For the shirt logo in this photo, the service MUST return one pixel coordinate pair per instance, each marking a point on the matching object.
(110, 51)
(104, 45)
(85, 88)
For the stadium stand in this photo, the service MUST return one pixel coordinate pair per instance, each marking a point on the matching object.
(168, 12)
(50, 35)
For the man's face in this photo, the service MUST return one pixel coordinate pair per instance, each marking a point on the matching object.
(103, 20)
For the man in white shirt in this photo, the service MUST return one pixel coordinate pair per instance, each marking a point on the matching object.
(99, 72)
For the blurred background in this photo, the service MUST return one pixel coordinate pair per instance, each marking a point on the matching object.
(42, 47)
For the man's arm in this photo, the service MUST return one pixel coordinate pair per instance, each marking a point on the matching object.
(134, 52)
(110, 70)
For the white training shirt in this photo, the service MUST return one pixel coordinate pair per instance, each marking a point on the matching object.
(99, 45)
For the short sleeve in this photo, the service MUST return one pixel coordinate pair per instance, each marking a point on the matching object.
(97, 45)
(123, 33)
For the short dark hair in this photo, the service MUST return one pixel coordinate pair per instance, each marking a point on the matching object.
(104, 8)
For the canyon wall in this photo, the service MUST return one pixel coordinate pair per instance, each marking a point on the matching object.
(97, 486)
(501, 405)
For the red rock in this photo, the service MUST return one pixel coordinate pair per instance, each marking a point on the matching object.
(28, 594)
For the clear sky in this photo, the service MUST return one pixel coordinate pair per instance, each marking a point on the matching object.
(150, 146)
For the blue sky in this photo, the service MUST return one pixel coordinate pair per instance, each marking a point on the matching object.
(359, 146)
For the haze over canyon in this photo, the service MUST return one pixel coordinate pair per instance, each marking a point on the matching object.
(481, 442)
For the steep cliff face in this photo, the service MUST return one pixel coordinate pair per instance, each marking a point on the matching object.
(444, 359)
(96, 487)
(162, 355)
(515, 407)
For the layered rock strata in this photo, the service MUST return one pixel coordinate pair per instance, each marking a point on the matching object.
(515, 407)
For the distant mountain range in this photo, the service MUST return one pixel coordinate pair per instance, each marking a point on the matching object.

• • • •

■ **Written task**: Could you turn all of the records above into a numbered list, one line per item, leaving out any blank lines?

■ **Result for this task**:
1. For the shirt logo in this photo, the service MUST return one pixel coordinate pair per instance, each marking a point on the matching object.
2. (110, 51)
3. (104, 45)
4. (85, 88)
5. For the stadium stand in this photo, the service MUST return one pixel coordinate pair per instance, each marking a point on the matching object.
6. (168, 12)
7. (50, 35)
8. For the man's face in this photo, the service MUST return one pixel coordinate pair per instance, each marking a point on the matching object.
9. (103, 20)
10. For the man in white shirt in this photo, the service MUST return one pixel coordinate pair per instance, each marking a point on the matching object.
11. (99, 72)
12. For the blurred background in this photo, the service MUST return one pixel coordinate pair per instance, each marking a point on the matching object.
13. (42, 47)
14. For the man's arm in this photo, the service MUST return one pixel coordinate pair per instance, each marking a point on the matching object.
15. (134, 52)
16. (110, 70)
17. For the white training shirt in this photo, the service MUST return one pixel coordinate pair per instance, each marking a point on the matching object.
18. (99, 45)
19. For the short sleeve in this photo, the service MUST return one pixel coordinate pair per instance, each marking a point on the matching object.
20. (97, 45)
21. (123, 33)
22. For the short dark hair in this photo, the service MUST return one pixel coordinate pair per instance, each marking a point on the matching object.
23. (104, 8)
24. For the canyon wall in this photo, the service MUST return one pixel coordinate pair per instance, each marking a point on the matching object.
25. (97, 486)
26. (501, 405)
27. For the red rock in this photo, the service MUST return one pixel coordinate pair per instance, each marking a point on the matching object.
28. (28, 594)
29. For the clear sky in this photo, the service MUST return one pixel coordinate pair per instance, each marking a point on the matching object.
30. (150, 146)
31. For the blue sky in this photo, the service MUST return one pixel coordinate pair per instance, each marking a point on the matching object.
32. (359, 146)
33. For the haze over canyon in this photo, the service MUST return one pixel coordinate pair per instance, each marking a point on the matching object.
34. (481, 442)
35. For the steep cliff face in this photo, the service MUST return one pixel coordinate pair per instance, each marking a point on the matching object.
36. (444, 359)
37. (96, 487)
38. (162, 355)
39. (515, 407)
40. For the layered rock strata in this photo, the service MUST return one pixel coordinate pair per instance, each marking a point on the matching object.
41. (515, 407)
42. For the distant mountain range in this photo, the service MUST return one pixel coordinate pair per instance, each marking a point on the matching object.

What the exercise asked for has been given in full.